= Beginning of Section =

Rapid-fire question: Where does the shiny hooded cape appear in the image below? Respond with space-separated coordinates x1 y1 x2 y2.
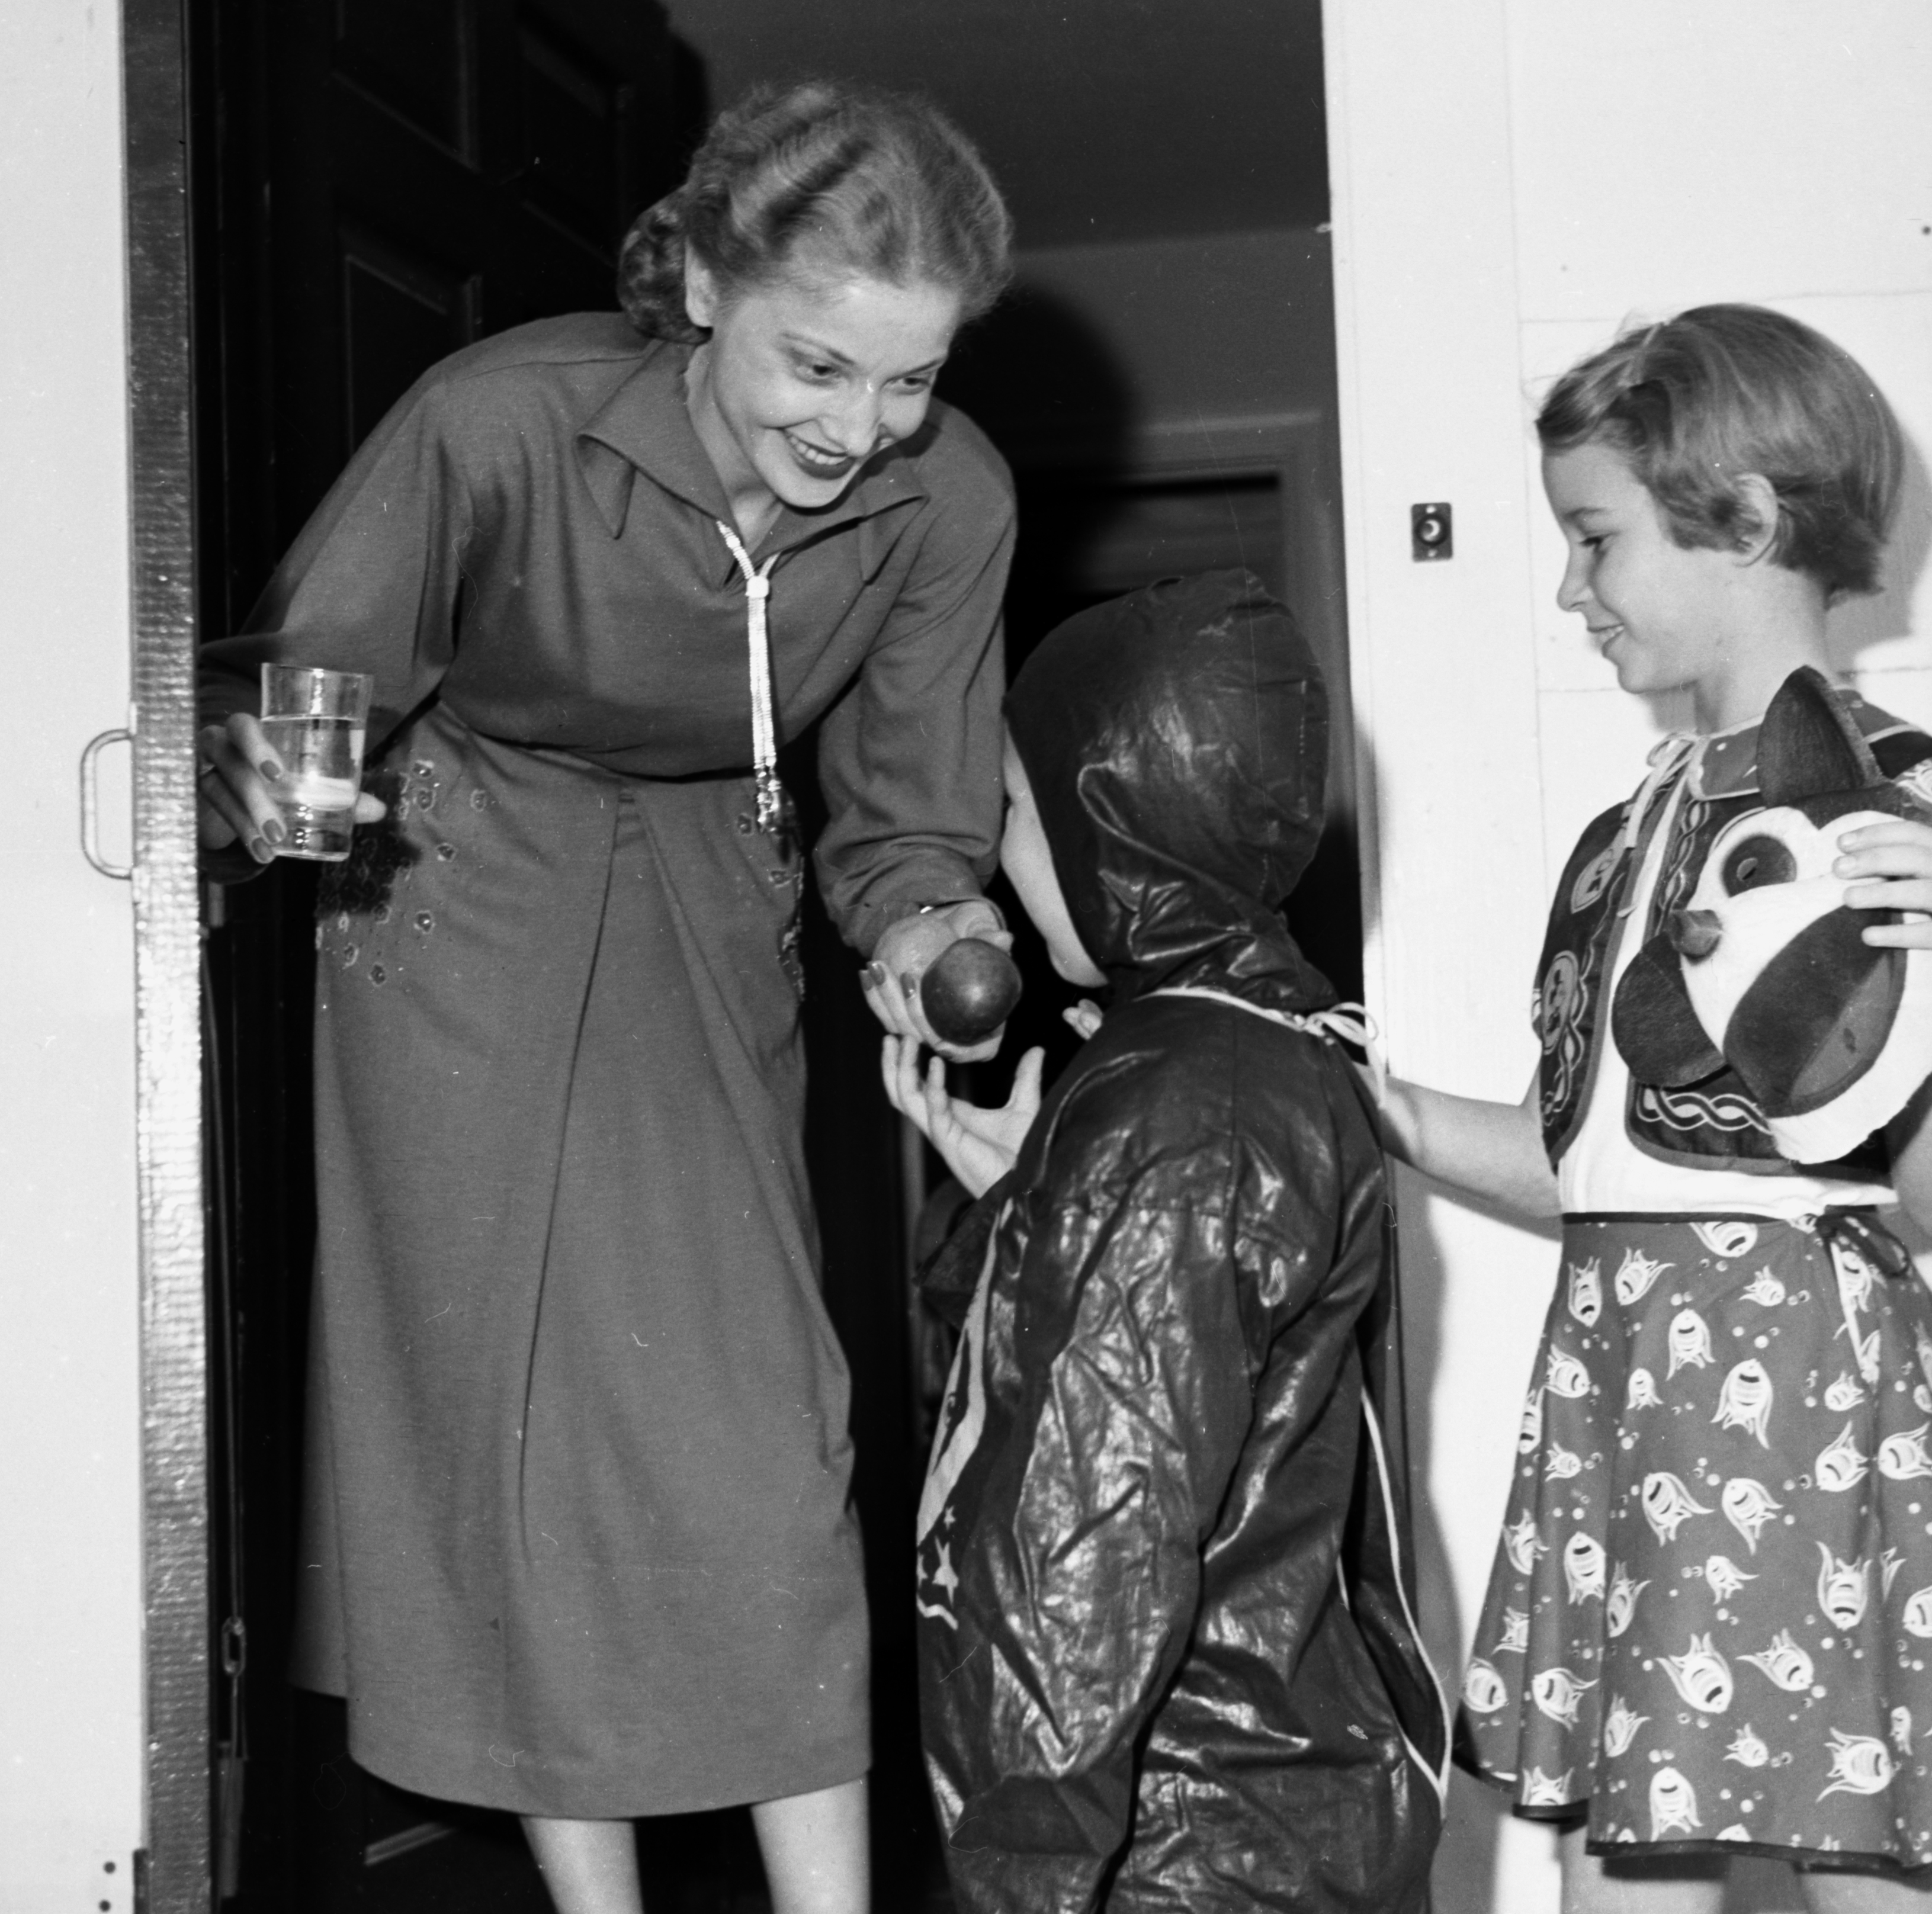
916 573 1447 1911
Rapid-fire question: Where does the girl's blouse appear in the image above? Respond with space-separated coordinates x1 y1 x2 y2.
1557 729 1895 1219
199 313 1016 955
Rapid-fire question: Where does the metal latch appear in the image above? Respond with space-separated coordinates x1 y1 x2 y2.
79 725 135 879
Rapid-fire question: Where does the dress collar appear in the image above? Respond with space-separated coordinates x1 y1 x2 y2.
1630 688 1880 804
572 335 930 575
1689 692 1875 801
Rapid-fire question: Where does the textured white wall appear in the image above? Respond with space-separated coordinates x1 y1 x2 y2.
0 0 144 1906
1326 5 1932 1911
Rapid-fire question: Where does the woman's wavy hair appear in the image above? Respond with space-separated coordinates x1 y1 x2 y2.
617 81 1012 344
1537 304 1902 600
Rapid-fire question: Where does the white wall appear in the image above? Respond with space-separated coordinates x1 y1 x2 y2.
1326 4 1932 1910
0 1 145 1906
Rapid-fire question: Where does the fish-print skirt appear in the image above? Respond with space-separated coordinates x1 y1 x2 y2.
1460 1212 1932 1868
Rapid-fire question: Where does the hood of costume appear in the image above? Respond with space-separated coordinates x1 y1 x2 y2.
916 572 1446 1914
1003 567 1337 1012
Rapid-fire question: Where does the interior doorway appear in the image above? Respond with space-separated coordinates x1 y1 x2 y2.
191 4 1343 1907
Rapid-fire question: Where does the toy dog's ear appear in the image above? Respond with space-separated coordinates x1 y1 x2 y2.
1724 910 1904 1116
1759 664 1884 808
1612 933 1726 1087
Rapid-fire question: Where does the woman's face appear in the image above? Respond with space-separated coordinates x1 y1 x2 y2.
685 261 961 517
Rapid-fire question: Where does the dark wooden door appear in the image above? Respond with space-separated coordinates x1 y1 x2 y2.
198 0 672 611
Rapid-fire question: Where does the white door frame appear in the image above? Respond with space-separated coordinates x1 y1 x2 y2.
123 0 210 1902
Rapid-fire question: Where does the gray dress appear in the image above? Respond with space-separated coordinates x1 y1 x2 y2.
201 314 1013 1816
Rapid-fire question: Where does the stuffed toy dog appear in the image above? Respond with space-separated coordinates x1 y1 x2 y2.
1612 666 1932 1165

= End of Section =

* **What is needed**
When you copy the listing, keep every line exactly as it is but leave out all images.

* **Result of the exercise**
Rapid-fire question: Where does the shiny hooded cape appear in the image below? Respond with space-separated coordinates x1 y1 x2 y2.
916 573 1447 1911
Rapid-fire question: Where does the girl's blouse appear in the image above? Respond with space-separated coordinates x1 y1 x2 y2.
1557 729 1895 1219
199 313 1016 955
Rapid-fire question: Where does the metal latch appear in the image above? Respond with space-separated coordinates x1 y1 x2 y2.
79 725 135 879
Rapid-fire question: Where does the dress collar appear in the image above? Respond with space-separated coordinates x1 y1 x2 y2.
1630 688 1880 804
572 335 930 575
1689 692 1875 801
Rapid-fire question: Where does the textured white wall appear in the image above? Respond with space-separated coordinates x1 y1 x2 y2.
0 0 144 1906
1326 5 1932 1911
Rapid-fire question: Where does the woman's wavy hair appear in the image above? Respond with space-separated coordinates x1 y1 x2 y2.
617 81 1012 344
1537 304 1902 600
Rapid-fire question: Where does the white wall appear in the image above? Respond with space-separated coordinates x1 y1 x2 y2.
1326 4 1932 1910
0 1 145 1906
Rapid-fire question: Where does the fish-print skirt appear in the image above? Respond with space-separated coordinates x1 y1 x2 y2.
1460 1212 1932 1868
Rapid-fire question: Where does the hood of costume appear in the image above? Respond with space-separated coordinates x1 y1 x2 y2.
916 572 1446 1914
1003 567 1337 1012
Rapid-fire question: Where does the interior doorway appear in the image above? Respond with space-separated coordinates x1 y1 x2 y2.
191 4 1343 1907
Rapid-fire question: Where does the toy dog's ear appear in the image above? Respond with space-separated coordinates x1 y1 x2 y2.
1724 910 1904 1116
1759 664 1884 808
1612 933 1726 1087
Rapid-fire question: Where does the woman's face appear in the image above? Respond with space-separated coordinates x1 y1 x2 y2.
685 261 961 517
Rapid-fire question: Where does the dark wooden door appear in the image above? Respond with space-separated coordinates x1 y1 x2 y2.
198 0 672 611
Rapid-fire question: Where does the white door frame appear in the image above? Respond with space-separated coordinates x1 y1 x2 y2.
123 0 210 1902
Rapid-fire question: Where does the gray dress appear in the image above? Respond with space-separated coordinates x1 y1 x2 y2.
201 314 1013 1816
Rapid-fire question: Where does the stuffed toy dog appear in the image above? Respond with space-separated coordinates x1 y1 x2 y2.
1612 666 1932 1165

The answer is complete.